--- Supplied text ---

[erlang-questions] New project: ZJ - A tiny JSON encoder/decoder

Michał Muskała michal@REDACTED
Thu Jun 28 10:44:13 CEST 2018


For testing JSON parsers/encoders I recommend https://github.com/nst/JSONTestSuite

Michał.
On 28 Jun 2018, 10:17 +0200, zxq9@REDACTED, wrote:
> On 2018年6月28日木曜日 9時46分10秒 JST you wrote:
> > Hi Craig,
> >
> > The lib looks interesting, I would like to try it on my projects.
> >
> > Few related questions:
> > 1) Do you plan to add tests later on?
> > 2) What do you think about publishing it on hex.pm, so it's easier
> > to control releases (for those who are using it), maybe rebar3/erlang.mk
> > can be quite helpful here?
> > 3) Finally, the performance, did you have a chance to make some comparisons?
>
> Hi, Oleg!
>
> 1- I fuzzed it by running real-world JSON through it, but am not convinced
> of the utility of hand-written tests considering how narrow the actual
> spec is compared to the variety of real-world illegal JSON out there. I
> think the best way to *really* approach testing would be to write a script
> that would evaluate its performance against either a bulk dataset stored
> for that purpose or (much better) use PropEr.

---

Explore the material
**A)** In the ZJ thread, which repository does Michał recommend for testing JSON parsers and encoders?
**B)** Does the ZJ thread support each statement? (i) Oleg asks whether tests will be added later. (ii) The reply to Oleg says the library was fuzzed by running hand-written tests through it. (iii) The reply to Oleg calls PropEr the much better way to approach testing. Answer yes or no for each, quoting the deciding words.

--- Records provided ---

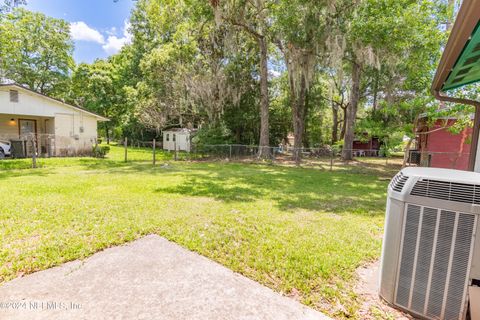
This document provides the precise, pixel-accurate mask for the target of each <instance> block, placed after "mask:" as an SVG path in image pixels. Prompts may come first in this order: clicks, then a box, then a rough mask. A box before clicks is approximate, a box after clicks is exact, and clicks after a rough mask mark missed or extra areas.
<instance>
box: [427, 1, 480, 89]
mask: <svg viewBox="0 0 480 320" xmlns="http://www.w3.org/2000/svg"><path fill="white" fill-rule="evenodd" d="M479 21H480V0H464V1H463V3H462V6H461V8H460V11H459V12H458V15H457V18H456V20H455V24H454V26H453V28H452V31H451V33H450V37H449V39H448V42H447V45H446V47H445V50H444V52H443V55H442V58H441V59H440V64H439V66H438V68H437V73H436V74H435V78H434V80H433V84H432V91H434V92H441V91H447V90H451V89H454V88H458V87H461V86H464V85H467V84H470V83H474V82H477V81H480V23H479Z"/></svg>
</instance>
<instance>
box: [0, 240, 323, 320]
mask: <svg viewBox="0 0 480 320" xmlns="http://www.w3.org/2000/svg"><path fill="white" fill-rule="evenodd" d="M0 319H28V320H31V319H48V320H50V319H98V320H100V319H148V320H151V319H175V320H176V319H209V320H213V319H221V320H224V319H275V320H280V319H289V320H291V319H328V318H327V317H326V316H324V315H322V314H321V313H319V312H317V311H315V310H313V309H310V308H308V307H306V306H304V305H302V304H300V303H298V302H296V301H294V300H292V299H289V298H286V297H282V296H281V295H279V294H277V293H275V292H273V291H272V290H270V289H268V288H266V287H264V286H262V285H260V284H258V283H257V282H254V281H252V280H250V279H247V278H245V277H243V276H241V275H239V274H237V273H234V272H232V271H231V270H229V269H227V268H225V267H223V266H221V265H219V264H218V263H215V262H213V261H211V260H209V259H207V258H205V257H202V256H200V255H198V254H196V253H193V252H190V251H188V250H185V249H183V248H181V247H180V246H178V245H176V244H174V243H172V242H169V241H167V240H165V239H163V238H161V237H159V236H155V235H150V236H146V237H144V238H142V239H139V240H137V241H134V242H132V243H130V244H128V245H124V246H119V247H114V248H110V249H107V250H105V251H102V252H99V253H97V254H95V255H93V256H92V257H90V258H88V259H86V260H85V261H73V262H70V263H66V264H64V265H62V266H60V267H56V268H52V269H49V270H45V271H41V272H37V273H34V274H31V275H29V276H26V277H24V278H19V279H15V280H13V281H10V282H8V283H6V284H4V285H3V286H0Z"/></svg>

---

Solution list
**A)** https://github.com/nst/JSONTestSuite

**B)**
(i) Yes: "Do you plan to add tests later on?"
(ii) No: "I fuzzed it by running real-world JSON through it"
(iii) Yes: "or (much better) use PropEr."